*EXERCISE OBJECTIVE*
Before anything else, copy every record below exactly as it stands.

*EXERCISE DATA*

################

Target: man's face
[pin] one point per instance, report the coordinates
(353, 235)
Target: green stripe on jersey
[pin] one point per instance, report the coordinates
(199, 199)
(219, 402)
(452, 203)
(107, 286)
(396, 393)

################

*ANSWER AREA*
Target: man's face
[pin] one point per instance, report the coordinates
(353, 235)
Target: green stripe on jersey
[pin] one point per instance, report the coordinates
(199, 199)
(219, 402)
(452, 203)
(107, 286)
(396, 393)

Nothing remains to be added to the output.